§ **Task description**
Lines from the one containing "Exercise. Put one point on every instance of the tram headlight" through the last line of the material below: print these exactly, and only these.

[Exercise materials — start]

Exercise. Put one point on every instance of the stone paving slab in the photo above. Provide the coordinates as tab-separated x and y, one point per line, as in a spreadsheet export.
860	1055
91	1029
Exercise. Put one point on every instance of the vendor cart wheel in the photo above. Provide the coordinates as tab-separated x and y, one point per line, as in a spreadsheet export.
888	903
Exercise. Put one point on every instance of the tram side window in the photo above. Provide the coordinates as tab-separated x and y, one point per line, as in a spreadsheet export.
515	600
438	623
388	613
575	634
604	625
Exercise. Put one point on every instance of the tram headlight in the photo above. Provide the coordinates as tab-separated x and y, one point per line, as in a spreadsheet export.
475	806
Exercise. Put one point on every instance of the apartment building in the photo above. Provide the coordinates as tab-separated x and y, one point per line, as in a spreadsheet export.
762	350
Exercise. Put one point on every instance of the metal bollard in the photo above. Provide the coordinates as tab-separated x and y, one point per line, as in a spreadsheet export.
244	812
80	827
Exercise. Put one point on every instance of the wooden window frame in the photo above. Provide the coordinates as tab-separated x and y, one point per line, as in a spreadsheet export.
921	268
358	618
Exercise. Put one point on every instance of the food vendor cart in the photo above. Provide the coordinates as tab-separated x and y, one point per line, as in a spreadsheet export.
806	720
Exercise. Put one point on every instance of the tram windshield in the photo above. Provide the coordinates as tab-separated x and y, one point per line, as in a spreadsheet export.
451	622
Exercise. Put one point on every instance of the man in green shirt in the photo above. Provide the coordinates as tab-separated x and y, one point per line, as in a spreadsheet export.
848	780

[Exercise materials — finish]

§ **Written reply**
Exercise. Put one point on every instance of the tram headlight in the photo above. Provide the coordinates as tab-separated x and y, one point per line, as in a spreadsheet export.
475	806
Exercise. Put one point on every instance of the apartment building in the photo above. Provide the coordinates as tab-separated x and y, one point per line, as in a spreadsheet export.
762	350
Exercise. Put one point on every instance of the metal bollard in the photo above. Provide the coordinates as tab-separated x and y, one point per line, as in a spreadsheet export.
244	812
80	827
Exercise. Put one point on every instance of the wooden window frame in the photo above. Provide the coordinates as tab-separated x and y, one point per line, as in a spreadsheet export.
921	268
358	618
Exercise. Put one point on every instance of the food vendor cart in the photo above. Provide the coordinates as tab-separated x and y, one point per line, as in a spreadsheet export.
806	720
Exercise. Put one point on every instance of the tram windshield in the photo above. Provide the coordinates as tab-separated x and y, one point per line, as in a spreadsheet export.
451	622
Exercise. Put one point on every instance of the man in green shirt in the photo above. Provide the coordinates as tab-separated x and y, one point per line, as in a spreadsheet export.
848	780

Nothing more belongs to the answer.